- _Problem details_: Copy out every record precisely.

- _Dataset content_:
※ ※ ※

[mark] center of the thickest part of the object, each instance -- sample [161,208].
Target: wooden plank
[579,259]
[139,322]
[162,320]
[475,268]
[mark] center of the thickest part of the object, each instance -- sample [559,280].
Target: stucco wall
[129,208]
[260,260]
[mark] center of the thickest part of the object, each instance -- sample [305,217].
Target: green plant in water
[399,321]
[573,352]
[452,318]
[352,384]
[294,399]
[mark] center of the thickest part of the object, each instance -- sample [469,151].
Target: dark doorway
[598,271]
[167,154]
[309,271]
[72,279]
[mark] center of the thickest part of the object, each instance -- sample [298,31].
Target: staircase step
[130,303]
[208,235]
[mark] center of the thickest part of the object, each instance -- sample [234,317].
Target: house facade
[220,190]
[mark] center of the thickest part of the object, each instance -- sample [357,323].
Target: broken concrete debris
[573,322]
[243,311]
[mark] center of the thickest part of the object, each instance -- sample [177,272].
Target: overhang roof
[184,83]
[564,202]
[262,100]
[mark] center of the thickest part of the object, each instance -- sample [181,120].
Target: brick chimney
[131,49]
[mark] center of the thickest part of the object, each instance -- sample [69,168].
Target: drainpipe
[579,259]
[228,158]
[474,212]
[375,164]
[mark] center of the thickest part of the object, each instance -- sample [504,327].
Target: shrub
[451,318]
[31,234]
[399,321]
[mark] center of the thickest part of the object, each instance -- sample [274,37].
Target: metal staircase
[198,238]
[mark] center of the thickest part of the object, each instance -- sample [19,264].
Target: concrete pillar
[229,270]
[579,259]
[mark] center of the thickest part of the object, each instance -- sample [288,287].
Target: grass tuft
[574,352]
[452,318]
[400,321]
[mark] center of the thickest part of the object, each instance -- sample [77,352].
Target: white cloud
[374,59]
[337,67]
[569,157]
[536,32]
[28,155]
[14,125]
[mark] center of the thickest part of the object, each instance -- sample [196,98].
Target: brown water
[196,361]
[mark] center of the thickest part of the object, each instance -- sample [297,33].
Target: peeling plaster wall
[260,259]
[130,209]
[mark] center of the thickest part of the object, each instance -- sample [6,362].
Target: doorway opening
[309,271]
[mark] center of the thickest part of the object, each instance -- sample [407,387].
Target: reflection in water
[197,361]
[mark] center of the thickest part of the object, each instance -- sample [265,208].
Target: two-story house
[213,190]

※ ※ ※

- _Solved problem_:
[mark] center of the thickest part of the object, each instance -- sample [161,208].
Target: wooden plank
[579,259]
[139,322]
[162,320]
[475,268]
[mark] center of the thickest part of the object, each instance -- sample [559,280].
Target: stucco wall
[129,208]
[260,260]
[mark] center of the thickest part of the object, each instance -- sample [305,217].
Target: green plant in water
[399,321]
[573,352]
[452,318]
[352,384]
[294,399]
[mark] center of the thickest part of the object, each instance -- sample [469,151].
Target: dark doorway
[598,271]
[167,154]
[309,271]
[72,279]
[mark] center of the thickest part of the object, each instance -- sample [298,31].
Target: staircase step
[130,303]
[208,235]
[mark] center of the thickest part of the object, each instance -- sample [234,317].
Target: house facade
[220,190]
[mark] center of the thickest part of the object, each instance -- sample [357,323].
Target: broken concrete debris
[573,322]
[243,311]
[mark] center of the thickest part of the object, each instance -- sample [177,272].
Target: overhang roof
[184,83]
[564,202]
[262,100]
[mark] center of the thickest part of the object, each instance -- sample [181,120].
Target: brick chimney
[131,49]
[mark] center of the thickest part of the object, each instance -- sample [69,168].
Target: drainpipe
[579,259]
[228,158]
[474,212]
[375,164]
[mark] center of the thickest part of the object, each instance -- sample [504,327].
Target: shrub
[451,318]
[31,234]
[399,321]
[mark] center of the thickest part of the object, each instance -- sample [274,37].
Target: metal staircase
[198,238]
[mark] center of the thickest part of the object, each instance -- sample [19,264].
Target: concrete pillar
[229,270]
[579,259]
[mark] center of the thickest part of the object, each instance -- sample [288,287].
Target: grass tuft
[574,352]
[452,318]
[400,321]
[mark] center of the thickest part of the object, each instance -- sample [77,352].
Target: white cloud
[374,59]
[337,67]
[569,157]
[536,32]
[28,155]
[14,125]
[mark] center of the thickest part of the object, each instance -- sample [196,98].
Target: brown water
[196,361]
[mark] center of the thickest part of the object, each instance -- sample [297,33].
Target: peeling plaster wall
[260,259]
[130,209]
[mark] center of the thickest part of the object, each instance -- sample [6,362].
Target: doorway opening
[309,271]
[mark] center of the thickest part of the object, each instance -- sample [407,387].
Target: reflection in water
[197,361]
[mark] center of the thickest part of the object, each instance -- sample [265,208].
Target: two-story house
[213,190]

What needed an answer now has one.